- _SELECTED EXTRACT_:
** BEGIN **

Of the tracks, three ("Motörhead", "The Watcher" and "Lost Johnny") were re-recordings of songs Lemmy had written and recorded with Hawkwind (the latter co-written with Mick Farren), "City Kids" was a re-recording of a Wallis-penned track previously recorded by The Pink Fairies, and "Leaving Here" was a cover version of a Holland-Dozier-Holland Motown song Lemmy had learned whilst a roadie for The Birds. Perhaps concluding that the Motörhead version would never see the light of day, Wallis re-recorded and released the track "On Parole" as a B-side to his Stiff Records "Police Car" single in 1977 with two members of Eddie and the Hot Rods (bassist Paul Gray and drummer Steve Nicol).

In his autobiography White Line Fever, Lemmy mentions being blown away by Taylor's ability to overdub drums during the On Parole sessions, noting that it was "quite a feat, because the drums are what you usually base a song on – it's kind of like going ass-backwards". Conversely, Lemmy also recalled the moment he realized Taylor was not a singer, noting that "he sounded like two cats being stapled together" while trying to sing "City Kids".

The lyrics to "Vibrator" and "Fools" were written by Derek "Dez" Brown, a road-crew member from Wallis' pre-Motörhead band The Pink Fairies. Brown would manage the Live Stiffs tour in 1977, which included Nick Lowe's band on the bill featuring both Wallis and Edmunds.

==Release==
Upon hearing the finished recordings, United Artists were not convinced of the album's commercial potential and shelved its release. Lemmy recalled his frustrations dealing with the label:

'What the fuck's happening? When's the album coming out? When are you gonna get us some gigs? What's happening about getting us an agency?' All we'd get was bullshit about the sleeve, you know, photographs and all that. When we got back from Rockfield with the masters, of course, we got the big: 'Oh, great, fantastic', but in the ensuing weeks it was just excuses and bullshit.

After the band's profile had risen with the commercial success of the albums Overkill and Bomber in 1979, United Artists re-appraised the album and gave it a belated release at the end of that year. In his book Overkill: The Untold Story of Motorhead, biographer Joel McIver quotes Lemmy:

 United Artists were a bunch of twats in the final analysis. Yeah, they cashed in on us. We had the Bomber album out and were already big. But I don't care about these people. Record companies are a hindrance to rock 'n' roll, not a help. They dilute the real thing down to the lowest common denominator.

However, already in 1981 Lemmy acknowledged the album's legitimate place in the Motörhead canon, in the liner notes to the Liberty Records release:

 What you are holding in your hot, sticky, avaricious little hands is the first evidence of anything called Motörhead. [...] Most of the songs were done better on the "MOTÖRHEAD" album. However, it is part of the story. So there.

** END **

- _PROVIDED DATA_:
** BEGIN **

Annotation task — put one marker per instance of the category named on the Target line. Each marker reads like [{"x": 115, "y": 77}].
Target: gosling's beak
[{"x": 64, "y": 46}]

** END **

- _DIRECTIVES_:
(1) According to the Motörhead excerpt, who wrote the lyrics to "Vibrator" and "Fools"?
(2) Print the stretch of the Motörhead excerpt from "In his autobiography" through "Wallis and Edmunds.".

- _THE RESPONSES_:
(1) Derek "Dez" Brown

(2)
In his autobiography White Line Fever, Lemmy mentions being blown away by Taylor's ability to overdub drums during the On Parole sessions, noting that it was "quite a feat, because the drums are what you usually base a song on – it's kind of like going ass-backwards". Conversely, Lemmy also recalled the moment he realized Taylor was not a singer, noting that "he sounded like two cats being stapled together" while trying to sing "City Kids".

The lyrics to "Vibrator" and "Fools" were written by Derek "Dez" Brown, a road-crew member from Wallis' pre-Motörhead band The Pink Fairies. Brown would manage the Live Stiffs tour in 1977, which included Nick Lowe's band on the bill featuring both Wallis and Edmunds.